= Parts of the exercise =
**A)** In the column on the Guantanamo hunger strike, rewrite the part that opens with the words containing "Is the forced" and closes with "on the question.", changing "suffragists" to "women's rights activists".
**B)** List everyone the column on the Guantanamo hunger strike names as having used hunger strikes for political causes.
**C)** Pick up the column on the Guantanamo hunger strike where it stops and continue it.

Top of Passage for review

Most of the remaining detainees at the Guantanamo Bay Naval Base prison have now joined a hunger strike. This is not the first time Gitmo detainees have gone on a hunger strike, but the current strike has drawn more attention than past uses of the tactic did, both because it is so widespread and because of the plight of many of the detainees: they have been held for years and cleared for release, but the U.S. government will not allow them to settle here, and has been unable to find a country that will take them.
In response to the hunger strike, the prison has adopted a policy of forcibly feeding those detainees who are at greatest risk of starving themselves to death. Human rights groups and medical authorities condemn such forced feeding as cruel, but the authorities reply that it is better than permitting the detainees to die.
Is the forced feeding of hunger strikers—typically through a tube inserted through the nose and then down into the stomach—legal? Hunger strikes have been used for political causes for over a century: By suffragists in Britain and the United States in the early Twentieth Century; by Mahatma Gandhi for a variety of causes in the 1930s and 1940s; by jailed IRA activists in the early 1980s; and by individual prisoners and groups of prisoners protesting their conditions of confinement in the U.S. and elsewhere to this day.
Yet despite this long history of hunger strikes, U.S. law remains unclear on whether jailors may forcibly feed prisoners. The U.S. Supreme Court has never directly addressed the issue and lower courts are divided on the question.
In this column, I consider the legality of forced feeding of Guantanamo Bay detainees. Although I conclude that the policy probably will not be blocked by the courts, it is nonetheless deeply troubling.

Bottom of Passage for review
Top of Records supplied

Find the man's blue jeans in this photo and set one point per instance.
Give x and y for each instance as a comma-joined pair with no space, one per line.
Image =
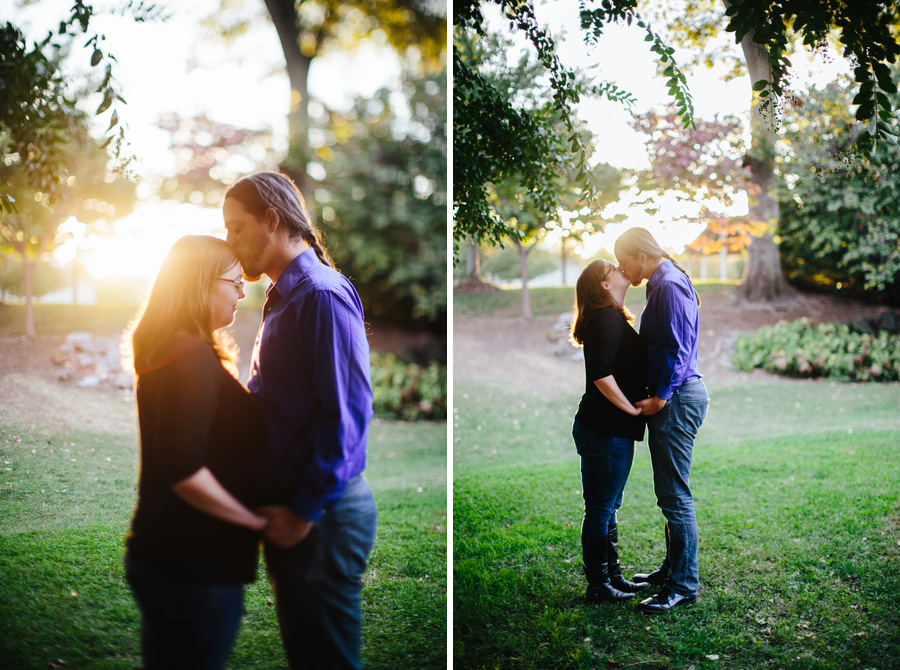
318,583
671,440
605,466
184,626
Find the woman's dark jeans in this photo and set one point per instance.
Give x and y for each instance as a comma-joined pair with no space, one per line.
184,626
605,465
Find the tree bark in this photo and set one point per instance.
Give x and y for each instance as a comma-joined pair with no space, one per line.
564,240
28,274
284,17
473,261
763,280
527,314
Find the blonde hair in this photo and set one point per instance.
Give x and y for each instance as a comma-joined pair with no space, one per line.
591,296
636,241
178,305
261,191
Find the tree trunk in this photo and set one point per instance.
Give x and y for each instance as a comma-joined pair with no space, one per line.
76,276
28,274
527,314
284,17
564,260
763,279
473,261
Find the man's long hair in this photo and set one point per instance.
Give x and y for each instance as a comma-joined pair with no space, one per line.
591,296
636,241
263,190
178,305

Bottom of Records supplied

= Task-by-task results =
**A)**
Is the forced feeding of hunger strikers—typically through a tube inserted through the nose and then down into the stomach—legal? Hunger strikes have been used for political causes for over a century: By women's rights activists in Britain and the United States in the early Twentieth Century; by Mahatma Gandhi for a variety of causes in the 1930s and 1940s; by jailed IRA activists in the early 1980s; and by individual prisoners and groups of prisoners protesting their conditions of confinement in the U.S. and elsewhere to this day.
Yet despite this long history of hunger strikes, U.S. law remains unclear on whether jailors may forcibly feed prisoners. The U.S. Supreme Court has never directly addressed the issue and lower courts are divided on the question.

**B)**
- Suffragists in Britain and the United States
- Mahatma Gandhi
- Jailed IRA activists
- Individual prisoners and groups of prisoners protesting their conditions of confinement

**C)**
A Right to Refuse Medical Treatment?
Under the law of every state in the United States, competent adults have the right to refuse medical treatment and that right has generally been construed to include a right to refuse food and water. But the Guantanamo prison is run by the federal government, which is not subject to state laws. It is subject to the Constitution, though, and in the 1990 case of Cruzan v. Dir., Missouri Dep’t of Health, the Supreme Court assumed that a competent adult does have the right to refuse food and water. That case did not exactly decide the current issue, however, because it involved the disconnection of a feeding tube from a woman who was no longer competent and whose wishes were contested.
Still, five Justices in the Cruzan case did say that they thought that competent adults have the right to refuse forced feeding, even if death will result. That looks like a solid legal foundation for the detainees who are resisting forced feeding.
But Cruzan is not the only relevant precedent. Prisoners, and even pre-trial detainees who have not been found guilty of any offense, generally have fewer rights than persons at large. In recognition that judges lack the relevant institutional expertise, they give considerable deference to prison and jail administrators, even when the contested policies infringe constitutional rights.
Thus, in another 1990 case—Washington v. Harper—the Supreme Court held that prison officials were entitled to override a prisoner’s objection to forcibly being administered medication, even without a determination that the prisoner was incompetent and thus unable to decide for himself. The Court in Harper assumed that prison psychiatrists would only forcibly medicate a prisoner if doing so is in his medical interest.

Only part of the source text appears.